### Task
Reproduce the layout caching text below word for word, in full.

### Source excerpt

=-=-=-=-=

Illustrative Layout Caching

In one aspect, Web page layout calculations are performed based at least in part on a render tree. As discussed above with reference to FIG. 1, a Web browser may construct a render tree based on a DOM tree. In general, a render tree may have a hierarchical structure similar to a DOM tree and it may include render objects for the visible elements of the DOM tree. In one example, a layout cache may be built atop a render tree by performing layout calculations for each render object in the render tree. The Web browser may then cache the layout calculations in local memory. Thus, when a layout operation is performed during subsequent render objects, the Web browser may determine if the calculation result is already stored in the cache. Otherwise, the Web browser may request a new layout calculation. In this way, redundant layout calculations may be avoided when a cached result will suffice for the current render object.

In one example, the Web browser may identify unchanged render objects in the render in order to reuse the cached layout results. By way of example and not limitation, one way to identify unchanged render objects is to build a companying tree for the render object. Alternatively, another way to identify unchanged render objects is to utilize an existing style caching tree. In this example, each render object may be associated with one DOM node from which it is generated, each DOM node may be associated with one style caching element and, thus, a render object may also be associated with one style caching element. Therefore, the Web browser may record the render object along with its layout result in its associated style caching element. As noted above regarding determining which style caching elements are associated with which DOM nodes, the Web browser may similarly identify a render object in the layout cache by finding its associated DOM node.

=-=-=-=-=

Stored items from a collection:
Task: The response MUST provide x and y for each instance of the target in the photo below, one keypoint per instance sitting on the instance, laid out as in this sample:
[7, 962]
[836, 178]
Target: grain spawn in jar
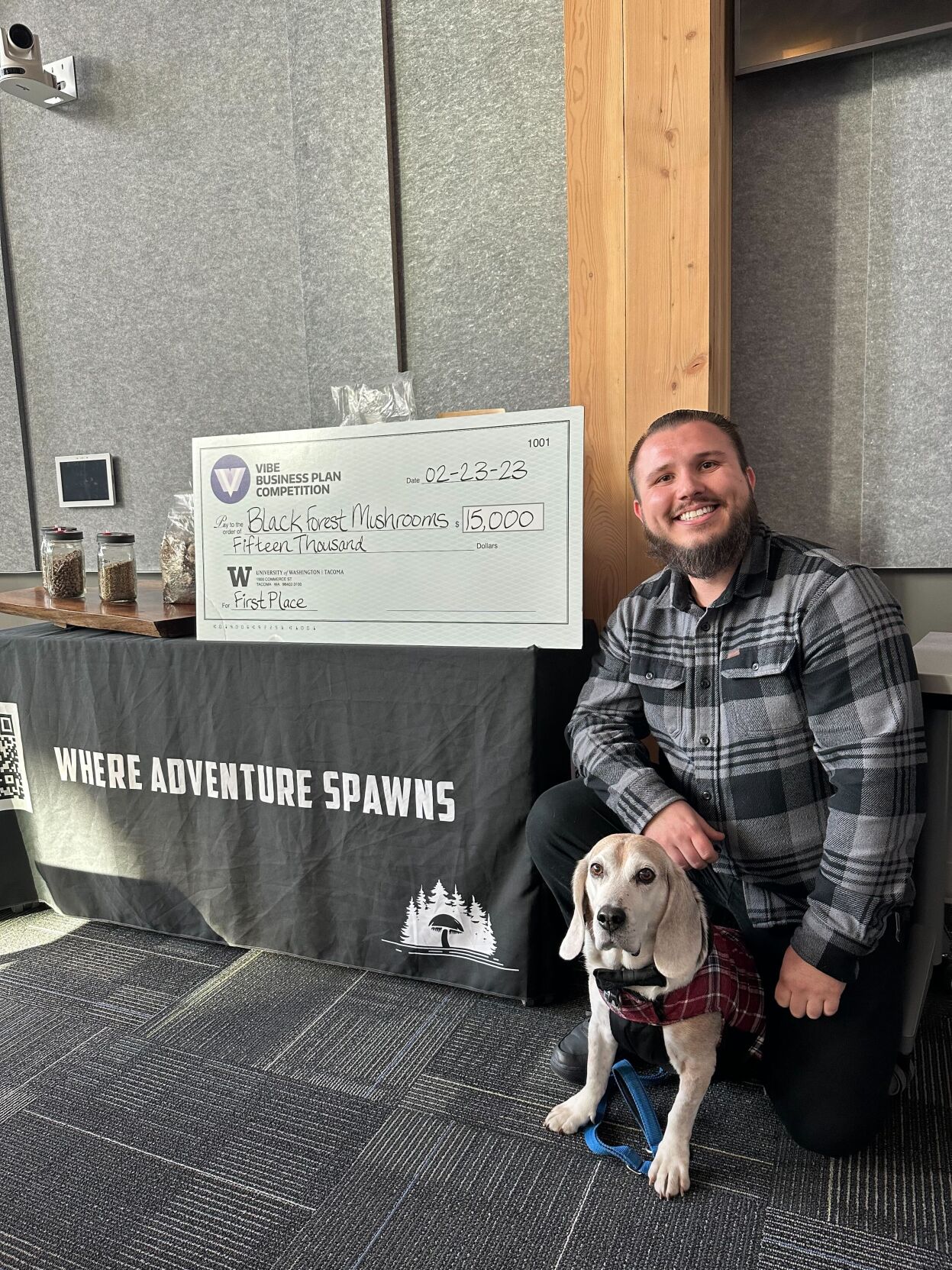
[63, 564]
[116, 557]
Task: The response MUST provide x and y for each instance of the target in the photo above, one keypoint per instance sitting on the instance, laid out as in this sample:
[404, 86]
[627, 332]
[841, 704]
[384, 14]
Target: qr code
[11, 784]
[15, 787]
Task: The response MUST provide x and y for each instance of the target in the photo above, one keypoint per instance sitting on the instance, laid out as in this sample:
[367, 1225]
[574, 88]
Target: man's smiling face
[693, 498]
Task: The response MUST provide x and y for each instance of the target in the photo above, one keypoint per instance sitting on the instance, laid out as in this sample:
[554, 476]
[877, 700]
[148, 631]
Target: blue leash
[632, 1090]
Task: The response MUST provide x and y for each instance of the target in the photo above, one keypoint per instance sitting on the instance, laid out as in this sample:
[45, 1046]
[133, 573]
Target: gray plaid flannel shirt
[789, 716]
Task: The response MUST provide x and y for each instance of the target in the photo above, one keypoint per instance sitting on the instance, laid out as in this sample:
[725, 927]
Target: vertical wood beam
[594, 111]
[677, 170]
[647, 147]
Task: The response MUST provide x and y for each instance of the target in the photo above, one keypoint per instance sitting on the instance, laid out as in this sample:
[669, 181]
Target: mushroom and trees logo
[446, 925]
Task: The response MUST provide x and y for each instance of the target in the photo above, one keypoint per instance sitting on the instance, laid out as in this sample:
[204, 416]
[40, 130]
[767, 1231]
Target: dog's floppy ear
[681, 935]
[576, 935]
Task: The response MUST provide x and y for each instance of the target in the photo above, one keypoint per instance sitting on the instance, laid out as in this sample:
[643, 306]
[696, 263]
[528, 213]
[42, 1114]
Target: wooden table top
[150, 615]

=-=-=-=-=

### Result of this task
Illustrative Layout Caching

In one aspect, Web page layout calculations are performed based at least in part on a render tree. As discussed above with reference to FIG. 1, a Web browser may construct a render tree based on a DOM tree. In general, a render tree may have a hierarchical structure similar to a DOM tree and it may include render objects for the visible elements of the DOM tree. In one example, a layout cache may be built atop a render tree by performing layout calculations for each render object in the render tree. The Web browser may then cache the layout calculations in local memory. Thus, when a layout operation is performed during subsequent render objects, the Web browser may determine if the calculation result is already stored in the cache. Otherwise, the Web browser may request a new layout calculation. In this way, redundant layout calculations may be avoided when a cached result will suffice for the current render object.

In one example, the Web browser may identify unchanged render objects in the render in order to reuse the cached layout results. By way of example and not limitation, one way to identify unchanged render objects is to build a companying tree for the render object. Alternatively, another way to identify unchanged render objects is to utilize an existing style caching tree. In this example, each render object may be associated with one DOM node from which it is generated, each DOM node may be associated with one style caching element and, thus, a render object may also be associated with one style caching element. Therefore, the Web browser may record the render object along with its layout result in its associated style caching element. As noted above regarding determining which style caching elements are associated with which DOM nodes, the Web browser may similarly identify a render object in the layout cache by finding its associated DOM node.